* **Extracted data**
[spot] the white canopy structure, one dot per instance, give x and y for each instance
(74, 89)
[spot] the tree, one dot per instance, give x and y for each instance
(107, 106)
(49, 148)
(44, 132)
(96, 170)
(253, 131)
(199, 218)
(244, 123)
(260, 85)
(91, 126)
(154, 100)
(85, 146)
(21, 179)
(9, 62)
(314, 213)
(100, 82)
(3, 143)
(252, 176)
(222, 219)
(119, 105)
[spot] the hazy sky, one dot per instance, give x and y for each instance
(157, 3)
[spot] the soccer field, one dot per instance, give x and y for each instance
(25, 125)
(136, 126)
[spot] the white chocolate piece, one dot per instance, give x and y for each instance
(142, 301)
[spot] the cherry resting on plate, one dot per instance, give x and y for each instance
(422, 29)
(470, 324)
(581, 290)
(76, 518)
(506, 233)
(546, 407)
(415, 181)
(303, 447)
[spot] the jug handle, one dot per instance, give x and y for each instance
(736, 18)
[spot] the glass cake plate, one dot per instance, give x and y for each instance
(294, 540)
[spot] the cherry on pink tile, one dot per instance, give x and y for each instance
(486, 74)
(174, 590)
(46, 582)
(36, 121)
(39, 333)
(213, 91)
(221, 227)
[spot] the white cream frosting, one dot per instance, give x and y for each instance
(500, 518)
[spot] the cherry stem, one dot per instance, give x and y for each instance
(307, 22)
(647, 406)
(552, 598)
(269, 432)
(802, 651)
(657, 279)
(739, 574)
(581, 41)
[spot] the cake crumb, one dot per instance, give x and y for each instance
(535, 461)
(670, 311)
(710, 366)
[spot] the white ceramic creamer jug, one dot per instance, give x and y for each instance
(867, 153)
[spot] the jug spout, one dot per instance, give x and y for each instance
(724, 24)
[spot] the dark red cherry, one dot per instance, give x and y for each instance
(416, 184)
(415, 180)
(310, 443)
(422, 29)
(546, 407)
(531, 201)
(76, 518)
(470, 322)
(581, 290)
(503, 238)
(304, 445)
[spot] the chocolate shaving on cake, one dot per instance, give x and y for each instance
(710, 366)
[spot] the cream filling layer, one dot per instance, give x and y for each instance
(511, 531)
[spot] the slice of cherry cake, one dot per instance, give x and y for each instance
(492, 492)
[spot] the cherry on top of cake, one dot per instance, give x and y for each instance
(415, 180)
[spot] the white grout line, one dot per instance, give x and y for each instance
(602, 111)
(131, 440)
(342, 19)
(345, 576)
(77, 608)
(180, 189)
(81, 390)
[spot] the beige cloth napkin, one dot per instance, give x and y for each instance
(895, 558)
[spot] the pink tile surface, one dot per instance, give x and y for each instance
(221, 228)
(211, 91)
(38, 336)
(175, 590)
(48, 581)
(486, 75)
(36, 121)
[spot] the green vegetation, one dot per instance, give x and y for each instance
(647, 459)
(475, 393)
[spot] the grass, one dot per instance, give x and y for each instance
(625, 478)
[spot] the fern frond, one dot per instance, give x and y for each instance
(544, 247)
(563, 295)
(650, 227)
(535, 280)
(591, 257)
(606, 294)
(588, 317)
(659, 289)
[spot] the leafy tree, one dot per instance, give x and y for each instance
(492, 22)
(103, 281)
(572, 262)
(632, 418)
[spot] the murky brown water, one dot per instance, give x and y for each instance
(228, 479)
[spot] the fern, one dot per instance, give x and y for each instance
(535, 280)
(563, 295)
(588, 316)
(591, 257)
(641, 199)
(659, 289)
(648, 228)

* **Exercise directions**
Can you rewrite every line in the stretch from the line containing "[spot] the murky" through the end of the records, shifting each x and y coordinate in the answers up by 98 and leaving all other lines unchanged?

* **Expected answer**
[spot] the murky brown water, one dot per instance, give x and y for each instance
(326, 577)
[spot] the fern, one dot per instance, give x and y for each instance
(633, 378)
(661, 393)
(686, 414)
(689, 355)
(739, 297)
(757, 387)
(746, 326)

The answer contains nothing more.